▸ **Recorded information**:
** START **

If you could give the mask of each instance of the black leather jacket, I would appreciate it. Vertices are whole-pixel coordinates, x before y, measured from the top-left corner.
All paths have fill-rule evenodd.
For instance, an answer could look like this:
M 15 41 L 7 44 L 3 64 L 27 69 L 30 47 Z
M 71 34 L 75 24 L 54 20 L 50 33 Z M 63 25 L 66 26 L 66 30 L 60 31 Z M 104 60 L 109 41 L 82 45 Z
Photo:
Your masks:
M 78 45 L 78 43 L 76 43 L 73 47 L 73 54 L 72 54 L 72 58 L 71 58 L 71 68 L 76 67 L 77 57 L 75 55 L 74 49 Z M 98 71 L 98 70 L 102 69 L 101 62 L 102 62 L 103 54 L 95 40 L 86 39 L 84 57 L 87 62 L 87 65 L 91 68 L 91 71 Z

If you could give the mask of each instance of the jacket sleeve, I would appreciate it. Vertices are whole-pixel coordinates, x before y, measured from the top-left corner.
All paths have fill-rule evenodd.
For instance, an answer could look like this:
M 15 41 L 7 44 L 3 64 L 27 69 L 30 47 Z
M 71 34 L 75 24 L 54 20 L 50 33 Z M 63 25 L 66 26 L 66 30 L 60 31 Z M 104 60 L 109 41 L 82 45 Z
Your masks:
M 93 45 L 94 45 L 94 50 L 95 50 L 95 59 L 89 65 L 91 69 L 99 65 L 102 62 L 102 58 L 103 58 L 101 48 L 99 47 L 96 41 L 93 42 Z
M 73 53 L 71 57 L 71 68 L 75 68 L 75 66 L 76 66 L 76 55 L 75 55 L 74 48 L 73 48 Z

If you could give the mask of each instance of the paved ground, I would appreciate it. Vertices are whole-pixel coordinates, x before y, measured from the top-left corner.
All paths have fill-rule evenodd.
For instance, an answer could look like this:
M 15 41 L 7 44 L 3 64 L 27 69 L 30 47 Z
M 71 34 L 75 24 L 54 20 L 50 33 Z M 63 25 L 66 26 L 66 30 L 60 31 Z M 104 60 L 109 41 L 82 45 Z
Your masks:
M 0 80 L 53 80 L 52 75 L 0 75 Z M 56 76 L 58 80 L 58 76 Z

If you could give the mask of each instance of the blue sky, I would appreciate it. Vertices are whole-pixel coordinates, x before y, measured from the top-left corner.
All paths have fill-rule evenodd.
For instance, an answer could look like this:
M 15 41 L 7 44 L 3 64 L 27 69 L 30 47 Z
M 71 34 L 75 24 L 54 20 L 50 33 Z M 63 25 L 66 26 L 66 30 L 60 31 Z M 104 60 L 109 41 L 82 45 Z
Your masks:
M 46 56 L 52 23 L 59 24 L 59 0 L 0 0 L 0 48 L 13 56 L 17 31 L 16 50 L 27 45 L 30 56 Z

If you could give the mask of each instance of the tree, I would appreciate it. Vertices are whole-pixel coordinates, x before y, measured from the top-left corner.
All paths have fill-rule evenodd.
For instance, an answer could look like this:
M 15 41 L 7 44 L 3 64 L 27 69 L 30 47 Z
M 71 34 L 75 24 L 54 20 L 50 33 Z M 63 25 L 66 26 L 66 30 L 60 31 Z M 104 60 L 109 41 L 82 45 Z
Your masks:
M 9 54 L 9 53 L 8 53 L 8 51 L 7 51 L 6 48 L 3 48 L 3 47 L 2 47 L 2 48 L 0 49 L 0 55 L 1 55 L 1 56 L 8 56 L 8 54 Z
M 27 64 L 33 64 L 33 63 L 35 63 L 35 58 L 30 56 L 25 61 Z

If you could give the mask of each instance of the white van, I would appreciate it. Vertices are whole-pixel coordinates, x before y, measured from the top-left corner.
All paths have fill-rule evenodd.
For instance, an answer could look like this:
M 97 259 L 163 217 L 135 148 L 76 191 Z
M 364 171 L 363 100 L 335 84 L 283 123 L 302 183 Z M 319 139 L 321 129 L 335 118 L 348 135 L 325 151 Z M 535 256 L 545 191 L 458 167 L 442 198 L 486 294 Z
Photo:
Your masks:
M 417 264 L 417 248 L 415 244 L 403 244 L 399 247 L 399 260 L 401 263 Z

** END **

▸ **Exercise goal**: Output all of the material, please, exactly as it stands.

▸ **Solution**:
If you could give the mask of each instance of the black leather jacket, I would appreciate it. Vertices are whole-pixel coordinates, x before y, measured from the top-left corner.
All paths have fill-rule evenodd.
For instance, an answer could look like this:
M 15 41 L 7 44 L 3 64 L 27 69 L 30 47 Z
M 71 34 L 75 24 L 54 20 L 50 33 Z M 63 25 L 66 26 L 66 30 L 60 31 Z M 104 60 L 109 41 L 82 45 Z
Photo:
Your masks:
M 78 45 L 78 43 L 76 43 L 73 47 L 73 54 L 72 54 L 72 58 L 71 58 L 71 68 L 76 67 L 77 57 L 75 55 L 74 49 Z M 98 71 L 98 70 L 102 69 L 101 62 L 102 62 L 103 54 L 95 40 L 86 39 L 84 57 L 87 62 L 87 65 L 91 68 L 91 71 Z

If you could give the mask of each instance of the jacket sleeve, I would appreciate it. Vertices are whole-pixel coordinates, x before y, measured from the top-left corner.
All paths have fill-rule evenodd.
For instance, an answer could look like this:
M 15 41 L 7 44 L 3 64 L 27 69 L 30 47 Z
M 71 34 L 75 24 L 54 20 L 50 33 Z M 63 25 L 66 26 L 66 30 L 60 31 Z M 104 60 L 109 41 L 82 45 Z
Your masks:
M 93 45 L 94 45 L 94 50 L 95 50 L 95 59 L 89 65 L 91 69 L 99 65 L 102 62 L 102 58 L 103 58 L 101 48 L 99 47 L 96 41 L 93 42 Z
M 73 53 L 71 57 L 71 68 L 75 68 L 75 66 L 76 66 L 76 55 L 75 55 L 74 48 L 73 48 Z

If you could give the mask of each instance of the paved ground, I would appreciate it. Vertices are whole-pixel coordinates, x before y, measured from the top-left corner.
All paths have fill-rule evenodd.
For instance, an answer could look like this:
M 15 41 L 7 44 L 3 64 L 27 69 L 30 47 Z
M 71 34 L 75 24 L 54 20 L 50 33 Z M 63 25 L 66 26 L 66 30 L 60 31 Z M 104 60 L 109 41 L 82 45 Z
Your masks:
M 0 80 L 53 80 L 52 75 L 0 75 Z M 56 76 L 58 80 L 58 76 Z

If you could give the mask of each instance of the blue sky, I would appreciate it. Vertices are whole-pixel coordinates, x before y, measured from the top-left corner.
All paths have fill-rule evenodd.
For instance, an answer could look like this:
M 15 41 L 7 44 L 3 64 L 27 69 L 30 47 Z
M 71 34 L 75 24 L 54 20 L 50 33 Z M 63 25 L 66 26 L 66 30 L 60 31 Z M 104 60 L 109 41 L 82 45 Z
Your masks:
M 46 56 L 52 23 L 59 24 L 59 0 L 0 0 L 0 48 L 13 56 L 17 31 L 16 50 L 27 45 L 30 56 Z

If you could give the mask of each instance of the tree, I would appreciate it. Vertices are whole-pixel coordinates, x before y, measured from the top-left corner.
All paths have fill-rule evenodd.
For instance, an answer could look like this:
M 15 41 L 7 44 L 3 64 L 27 69 L 30 47 Z
M 71 34 L 75 24 L 54 20 L 50 33 Z M 63 25 L 66 26 L 66 30 L 60 31 Z M 104 60 L 109 41 L 82 45 Z
Your masks:
M 9 54 L 9 53 L 8 53 L 8 51 L 7 51 L 6 48 L 3 48 L 3 47 L 2 47 L 2 48 L 0 49 L 0 55 L 1 55 L 1 56 L 8 56 L 8 54 Z
M 27 64 L 33 64 L 33 63 L 35 63 L 35 58 L 30 56 L 25 61 Z

If you could give the mask of each instance of the white van, I would appreciate it. Vertices are whole-pixel coordinates, x before y, measured from the top-left corner.
All paths have fill-rule evenodd.
For instance, an answer could look like this:
M 97 259 L 163 217 L 135 148 L 76 191 Z
M 364 171 L 363 100 L 335 84 L 283 123 L 302 183 Z M 319 139 L 321 129 L 335 118 L 348 135 L 325 151 Z M 535 256 L 545 191 L 458 167 L 442 198 L 486 294 Z
Photo:
Your masks:
M 417 264 L 417 248 L 415 244 L 403 244 L 399 247 L 399 260 L 401 263 Z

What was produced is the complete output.